Görev 1
Listenin ilk satırından başlayıp "M256 1L0 1L0" geçen satıra kadar, o satır da dahil, tüm satırları "Sıra" ve "Liste Satırı" sütunlarıyla bir Markdown tablosu olarak verin. Boş satırları tabloya almayın, resimleri de yanıtın dışında bırakın.

Metin Bölümü

◆ ◆ ◆ ◆ ◆

• A
  • A
08.08.2009
Nazım

Fıtratça konuştuk..

Üzüm bağında asmaların arasında dolaşıyordum. Gayrı ihtiyari söyleşilerine kulak misafiri oldum. Her bir asma; hâliyle ‘hüvallahü Ehad’, [1] endâmıyla ‘Allahüssamed’ diyordu. [2] Baktım, konuşulanları anlıyor gibiyim. Fıtratça konuşuyorlardı.. Tercümanım kalbimdi.. “Hey!. Buraya bak.. Görüyorsun ki ben bir ağacım. Varlığım seninki kadar gerçektir. Hâyâl değilim. Hayat sahibiyim. Bir asma ağacıyım. Özelliklerim var. Diğer canlılardan ayırt ediliyorum. Hatta kendi türümün arasında bile öylece ayrıcalıklarım var.

 

Tahkiki / derinlikli bir bakışla beni incelesen, şu arzu halimle ben ‘eşsiz’im ve ‘tek’im..” “Ama nasıl olur?” diyecek oldum hayat lisanıyla cevap verdi: “Bize uzaktan bakıyorsun, tıpkı bir karınca yuvasını inceler gibisin. Unutma ki birbirinden ayıramadığın o her bir karıncanın, sebebi vücudu olan anne / babası, yavrularını metrelerce öteden tanıyıveriyor.[3] Şimdi, bir başka bahçe ile gezdiğin bu bahçe birbirinin aynısı mıdır? Buradaki her bir üzüm ağacı aynı asma mıdır? Üzerimde bulunan üzümlerin dahi her birisi aynı tane midir?.”

 

Hayret ve şaşkınlık arasında bocalarken bir diğeri aldı sözü: “Canlı olsun cansız olsun, semek (balık) olsun melek olsun, her birimiz hilkat (yaratılmışlık) ağacının farklı birer meyvesiyiz.” “Neden meyve?” diyecek oldum, “Meyveyiz çünkü…” dedi, varlığımızı O’na (c.c) borçluyuz. Yaratılmış olan bir şey Yaratan gibi olmadığı gibi, yaratanın özellikleri de yaratılanların içinde bulunmuyor. İstersen işe kendinden başla; mevcut halinin devamı için gerekli olan ihtiyaç listesini bir çıkarmayı dene. Bizler varlık sahnesinde poz vermeye başladığımız günden beri, tesbihat [4] yapmaktayız, hâlâ o listenin sonunu getiremedik. Biz bittik ama O’nun hazineleri tükenmedi.

 

Onun için Kemal-i acz (tam bir teslimiyet) ile söylüyorum ki, O (c.c) Ehad’tir ve Samed’tir…” “Doğru söze ne denir…” dedi, haddinin çok üzerinde salkımlar yüklenmiş nâzenin bir asma. “Mademki eşsiziz, elbette eşi benzeri Olmayanın eseriyiz. Ve mademki ihtiyaçlarımız sonsuzdur, Elbette onları her an karşılayan Birisi vardır. O ise ancak bitmek tükenmek bilmez hazinelerin sahibi ‘Allahüssamed’tir. Almadan vermek ancak O’nun işi olabilir…”

◆ ◆ ◆ ◆ ◆

Verilen Kayıtlar

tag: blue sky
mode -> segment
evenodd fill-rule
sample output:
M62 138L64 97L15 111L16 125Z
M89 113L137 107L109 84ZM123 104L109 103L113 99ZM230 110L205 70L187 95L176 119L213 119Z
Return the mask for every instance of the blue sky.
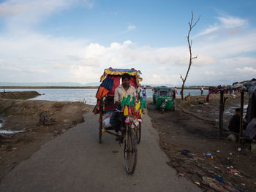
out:
M256 1L0 1L0 82L99 81L105 68L145 84L230 84L256 77Z

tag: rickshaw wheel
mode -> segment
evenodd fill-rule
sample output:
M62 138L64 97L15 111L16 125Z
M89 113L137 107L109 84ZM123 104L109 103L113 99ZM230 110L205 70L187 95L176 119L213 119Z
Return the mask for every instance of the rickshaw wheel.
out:
M99 123L99 142L102 142L102 122Z
M137 164L137 139L133 129L129 128L124 143L125 168L128 174L132 174Z
M136 131L136 137L137 137L137 143L139 144L140 142L141 139L141 123L140 123L139 127Z

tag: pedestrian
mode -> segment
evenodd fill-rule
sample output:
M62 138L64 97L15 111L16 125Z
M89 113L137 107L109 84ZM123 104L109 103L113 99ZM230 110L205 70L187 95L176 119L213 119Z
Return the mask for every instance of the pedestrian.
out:
M143 90L142 91L142 98L146 101L147 100L147 93L146 93L146 87L144 86Z
M200 91L201 91L201 95L203 95L203 88L204 88L204 87L205 87L205 86L202 85L201 88L200 88Z

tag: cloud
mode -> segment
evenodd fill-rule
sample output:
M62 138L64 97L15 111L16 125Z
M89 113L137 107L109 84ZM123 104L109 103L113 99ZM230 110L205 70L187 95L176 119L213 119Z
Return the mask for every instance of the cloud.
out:
M247 20L231 16L219 17L222 26L225 28L241 27L247 24Z
M256 69L254 69L252 67L248 67L248 66L244 66L244 68L236 68L236 71L242 73L242 74L256 74Z
M230 15L223 15L217 18L218 22L214 26L210 26L203 31L197 34L193 37L203 37L206 35L213 35L217 33L226 33L230 35L238 34L242 28L247 26L248 21L245 19L232 17Z
M129 26L128 27L127 27L127 29L129 30L129 31L131 31L131 30L133 30L133 29L135 29L136 28L136 26Z

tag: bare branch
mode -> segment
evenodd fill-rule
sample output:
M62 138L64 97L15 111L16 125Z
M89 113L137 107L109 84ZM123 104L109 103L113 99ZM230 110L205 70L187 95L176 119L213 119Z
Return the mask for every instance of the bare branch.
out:
M191 59L197 58L197 57L198 57L198 54L195 57L192 58Z
M195 23L193 24L193 20L194 20L194 13L193 12L191 12L192 13L192 18L191 18L191 20L190 21L189 21L189 32L187 34L187 43L188 43L188 45L189 45L189 67L187 69L187 73L186 73L186 75L185 75L185 78L184 79L182 75L181 74L181 79L182 80L182 87L181 87L181 99L183 100L183 91L184 91L184 85L185 85L185 82L186 82L186 80L187 80L187 77L189 76L189 72L190 70L190 67L191 67L191 65L192 64L192 60L195 59L195 58L197 58L198 55L196 55L196 56L194 56L192 57L192 40L190 40L190 32L192 31L192 29L197 24L201 15L199 16L198 19L195 21Z

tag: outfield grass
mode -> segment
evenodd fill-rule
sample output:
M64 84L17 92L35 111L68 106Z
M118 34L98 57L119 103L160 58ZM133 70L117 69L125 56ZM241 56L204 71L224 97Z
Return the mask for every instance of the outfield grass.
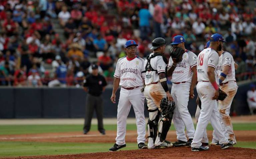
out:
M0 125L0 135L11 134L25 134L28 133L43 133L46 132L59 132L71 131L82 131L83 125ZM106 130L116 130L116 125L105 125L105 129ZM254 123L235 123L233 124L234 130L256 130L256 124ZM196 127L196 125L195 126ZM135 124L128 124L127 130L136 129ZM95 131L98 129L96 125L92 125L91 130ZM175 130L173 124L172 124L170 130ZM211 125L207 126L207 130L212 130Z
M108 143L0 142L0 157L75 154L107 152L113 146ZM122 150L136 149L137 143L126 143ZM256 149L256 142L239 141L235 147Z

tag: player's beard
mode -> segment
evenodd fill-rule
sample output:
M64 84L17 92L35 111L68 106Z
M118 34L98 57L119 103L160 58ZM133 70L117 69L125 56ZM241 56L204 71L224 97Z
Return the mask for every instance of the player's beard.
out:
M222 46L221 46L221 44L220 43L220 45L219 45L218 46L218 48L217 48L217 51L221 51L222 49Z

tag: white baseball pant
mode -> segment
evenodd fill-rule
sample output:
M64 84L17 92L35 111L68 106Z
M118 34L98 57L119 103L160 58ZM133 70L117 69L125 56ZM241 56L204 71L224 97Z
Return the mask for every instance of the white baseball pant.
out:
M137 142L145 142L146 122L144 115L145 97L141 93L141 87L131 90L121 88L117 106L117 130L116 143L119 145L125 144L126 120L132 105L136 118L137 126Z
M199 82L196 86L196 89L201 100L202 109L191 147L198 148L201 146L203 133L209 121L217 137L220 139L220 144L227 143L228 138L222 131L220 122L218 119L217 101L212 99L215 92L214 88L210 82Z
M191 84L190 82L178 84L173 83L171 93L176 106L173 120L177 139L186 142L187 140L185 134L185 126L189 138L193 138L195 134L195 127L188 109Z

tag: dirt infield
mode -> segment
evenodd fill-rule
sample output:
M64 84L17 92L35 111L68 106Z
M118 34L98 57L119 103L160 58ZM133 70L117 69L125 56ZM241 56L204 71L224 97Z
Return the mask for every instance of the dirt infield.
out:
M62 133L43 133L22 135L0 135L0 141L17 141L54 142L113 143L115 142L116 134L115 131L107 131L106 135L102 135L98 131L90 131L86 135L82 132ZM208 131L208 137L212 138L212 131ZM235 131L235 134L238 141L256 141L256 131ZM127 131L126 141L136 142L137 137L136 130ZM167 140L171 141L176 140L174 131L169 131Z
M212 146L210 150L204 152L192 152L189 147L171 147L154 149L120 151L116 152L100 152L74 155L41 156L5 159L251 159L255 158L256 149L231 147L221 150L219 146Z

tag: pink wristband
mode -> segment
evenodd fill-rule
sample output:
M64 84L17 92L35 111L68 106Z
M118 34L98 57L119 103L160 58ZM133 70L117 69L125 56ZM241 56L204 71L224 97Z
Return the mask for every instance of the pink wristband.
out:
M219 87L218 86L218 85L217 84L217 83L216 83L216 81L214 82L213 83L212 83L212 85L213 86L213 87L215 90L216 91L219 90Z

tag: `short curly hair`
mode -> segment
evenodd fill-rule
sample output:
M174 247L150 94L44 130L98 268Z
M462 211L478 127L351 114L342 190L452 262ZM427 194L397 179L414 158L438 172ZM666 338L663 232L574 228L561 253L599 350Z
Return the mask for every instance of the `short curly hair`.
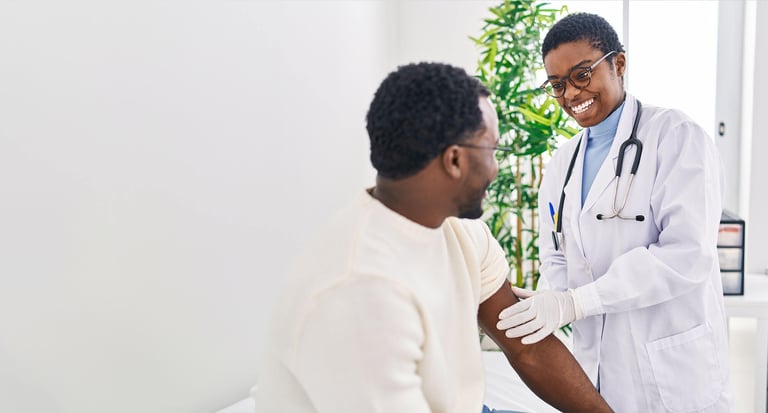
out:
M547 53L563 43L580 40L588 41L603 53L624 51L616 30L604 18L591 13L574 13L563 17L549 29L541 45L541 56L547 57ZM613 57L608 58L611 65Z
M478 98L490 96L464 69L443 63L400 66L381 83L366 116L379 176L421 171L445 148L484 127Z

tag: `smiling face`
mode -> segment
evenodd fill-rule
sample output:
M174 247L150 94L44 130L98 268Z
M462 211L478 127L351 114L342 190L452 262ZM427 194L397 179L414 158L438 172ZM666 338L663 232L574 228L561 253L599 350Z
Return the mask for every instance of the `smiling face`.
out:
M562 43L544 57L544 68L550 80L558 81L574 67L588 67L604 55L586 40ZM565 94L557 102L581 127L597 125L624 101L625 67L626 57L621 52L603 60L592 71L587 87L578 89L565 82Z

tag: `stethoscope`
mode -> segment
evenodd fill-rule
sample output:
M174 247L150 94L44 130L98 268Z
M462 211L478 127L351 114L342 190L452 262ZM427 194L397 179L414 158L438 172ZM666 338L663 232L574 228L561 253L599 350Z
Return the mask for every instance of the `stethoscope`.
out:
M629 198L629 190L632 188L632 180L635 178L635 175L637 174L637 167L640 165L640 156L643 154L643 143L640 142L639 139L637 139L637 124L640 122L640 114L642 113L643 105L640 103L639 100L635 100L637 102L637 109L635 110L635 122L632 125L632 132L629 134L629 137L621 143L621 146L619 147L619 159L616 162L616 185L615 189L613 191L613 203L611 204L611 208L613 209L613 213L610 215L607 214L597 214L596 218L598 221L605 221L612 218L619 218L619 219L625 219L625 220L631 220L631 221L638 221L642 222L645 221L645 216L643 215L634 215L634 216L624 216L621 215L621 212L624 210L624 207L627 205L627 199ZM571 174L573 173L573 166L576 164L576 158L579 155L579 148L581 147L581 141L583 139L583 135L581 138L579 138L579 142L576 144L576 151L573 152L573 156L571 157L571 162L568 164L568 172L565 174L565 183L563 183L563 190L560 194L560 203L557 206L557 219L555 220L555 231L552 232L552 242L555 244L555 249L560 249L560 240L563 236L563 206L565 205L565 187L568 185L568 181L571 179ZM627 182L627 189L624 191L624 200L621 202L621 206L616 206L616 201L618 200L619 196L619 178L621 178L621 170L622 166L624 165L624 153L627 151L627 149L634 145L635 146L635 159L632 161L632 168L629 171L629 181Z

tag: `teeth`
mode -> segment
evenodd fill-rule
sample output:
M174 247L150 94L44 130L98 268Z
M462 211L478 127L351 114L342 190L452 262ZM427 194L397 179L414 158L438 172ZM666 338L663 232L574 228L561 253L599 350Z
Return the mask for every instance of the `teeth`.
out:
M595 102L595 99L589 99L578 106L571 106L571 110L573 111L573 113L579 114L587 110L587 108L589 108L594 102Z

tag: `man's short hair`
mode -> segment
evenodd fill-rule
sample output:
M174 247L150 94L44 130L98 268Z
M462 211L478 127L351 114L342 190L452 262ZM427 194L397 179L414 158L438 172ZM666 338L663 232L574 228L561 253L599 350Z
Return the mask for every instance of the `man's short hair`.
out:
M574 13L563 17L549 29L541 45L541 56L547 57L547 53L563 43L580 40L588 41L592 47L603 53L624 51L616 30L604 18L591 13ZM611 65L613 57L608 58Z
M412 176L484 127L478 99L485 96L490 93L480 81L447 64L415 63L390 73L366 116L379 176Z

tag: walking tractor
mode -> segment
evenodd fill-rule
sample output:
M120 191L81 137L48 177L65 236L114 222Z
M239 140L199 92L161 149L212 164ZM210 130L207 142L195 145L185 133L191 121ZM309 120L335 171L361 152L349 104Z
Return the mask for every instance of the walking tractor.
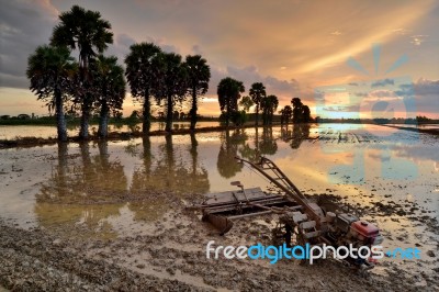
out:
M201 210L202 220L215 226L221 235L230 231L236 220L272 213L279 217L272 229L275 246L318 245L334 247L333 250L341 247L346 252L354 248L361 254L364 250L370 252L372 246L382 244L383 237L375 225L356 215L330 212L311 202L270 159L261 157L259 162L236 159L261 173L280 192L274 194L266 193L260 188L245 189L239 181L233 181L230 184L238 190L206 194L201 204L190 206ZM374 267L367 256L348 255L344 260L361 270Z

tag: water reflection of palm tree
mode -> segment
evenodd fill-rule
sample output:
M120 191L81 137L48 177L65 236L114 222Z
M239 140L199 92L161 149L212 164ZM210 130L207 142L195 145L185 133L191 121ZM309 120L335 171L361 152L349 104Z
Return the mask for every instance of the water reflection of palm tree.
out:
M235 159L239 145L245 146L248 138L245 130L235 130L230 135L230 131L223 132L219 136L221 146L218 151L218 160L216 167L223 178L232 178L243 169L243 165Z
M294 124L291 137L291 148L297 149L304 139L309 137L309 124Z
M115 236L104 220L119 214L126 177L121 162L110 160L106 142L98 147L99 155L91 158L89 144L81 144L79 162L68 156L67 144L58 144L58 165L35 195L35 214L42 226L71 232L82 223L88 226L83 236Z
M273 128L271 126L263 127L259 149L261 155L273 155L278 151L278 143L273 138Z
M193 193L209 192L207 171L199 166L198 142L191 135L191 148L188 153L176 155L172 135L166 135L161 147L162 159L154 159L149 137L144 141L144 164L134 170L130 192L138 200L130 204L136 220L155 220L169 210L169 204ZM188 164L187 159L192 162Z

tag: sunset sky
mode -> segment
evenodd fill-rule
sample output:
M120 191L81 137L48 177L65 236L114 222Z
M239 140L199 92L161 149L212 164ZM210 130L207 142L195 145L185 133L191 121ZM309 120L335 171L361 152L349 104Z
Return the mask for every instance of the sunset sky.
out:
M439 1L0 3L0 115L47 114L29 90L27 56L49 42L58 14L79 4L110 21L114 44L105 54L121 64L130 45L145 41L206 58L212 79L200 105L204 115L218 115L216 87L230 76L244 81L245 94L263 82L280 108L299 97L313 116L439 117ZM139 108L128 94L124 114Z

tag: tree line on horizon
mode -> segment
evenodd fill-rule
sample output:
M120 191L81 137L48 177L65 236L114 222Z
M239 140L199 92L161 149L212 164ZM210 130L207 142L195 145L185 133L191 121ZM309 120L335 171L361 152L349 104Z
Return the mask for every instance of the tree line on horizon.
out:
M80 112L79 138L88 138L89 120L93 113L99 113L98 135L106 137L109 116L122 110L126 83L133 98L143 104L144 134L147 135L150 130L154 101L165 108L165 130L171 132L176 104L189 99L190 130L195 128L198 101L207 92L211 79L205 58L188 55L183 59L179 54L166 53L153 43L143 42L130 47L124 70L117 64L117 57L103 55L108 45L113 43L113 33L110 22L103 20L99 11L74 5L70 11L60 13L59 21L53 30L50 43L38 46L29 57L26 70L30 89L38 100L46 102L49 111L55 112L59 141L67 141L66 110ZM78 60L71 56L74 50L79 53ZM249 90L249 97L239 102L244 108L239 111L238 99L244 91L241 81L230 77L219 81L221 120L226 126L229 122L241 125L246 121L246 111L256 105L256 125L260 111L263 125L271 124L279 106L278 98L267 96L264 86L256 82ZM307 109L307 115L304 109ZM305 117L299 116L308 116L308 113L306 105L293 103L294 122L306 122ZM282 116L282 121L286 119L288 123L291 117L288 109L283 109Z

◆ ◆ ◆ ◆ ◆

Görev 2
Üzüm bağı yazısında "Hayret ve şaşkınlık" ile başlayıp "O’nun hazineleri tükenmedi." ile biten kısmı, "Hayret" yerine "Merak" koyarak yeniden yazın.

Çözüm 1
| Sıra | Liste Satırı |
|---|---|
| 1 | tag: blue sky |
| 2 | mode -> segment |
| 3 | evenodd fill-rule |
| 4 | sample output: |
| 5 | M62 138L64 97L15 111L16 125Z |
| 6 | M89 113L137 107L109 84ZM123 104L109 103L113 99ZM230 110L205 70L187 95L176 119L213 119Z |
| 7 | Return the mask for every instance of the blue sky. |
| 8 | out: |
| 9 | M256 1L0 1L0 82L99 81L105 68L145 84L230 84L256 77Z |

Çözüm 2
Merak ve şaşkınlık arasında bocalarken bir diğeri aldı sözü: “Canlı olsun cansız olsun, semek (balık) olsun melek olsun, her birimiz hilkat (yaratılmışlık) ağacının farklı birer meyvesiyiz.” “Neden meyve?” diyecek oldum, “Meyveyiz çünkü…” dedi, varlığımızı O’na (c.c) borçluyuz. Yaratılmış olan bir şey Yaratan gibi olmadığı gibi, yaratanın özellikleri de yaratılanların içinde bulunmuyor. İstersen işe kendinden başla; mevcut halinin devamı için gerekli olan ihtiyaç listesini bir çıkarmayı dene. Bizler varlık sahnesinde poz vermeye başladığımız günden beri, tesbihat [4] yapmaktayız, hâlâ o listenin sonunu getiremedik. Biz bittik ama O’nun hazineleri tükenmedi.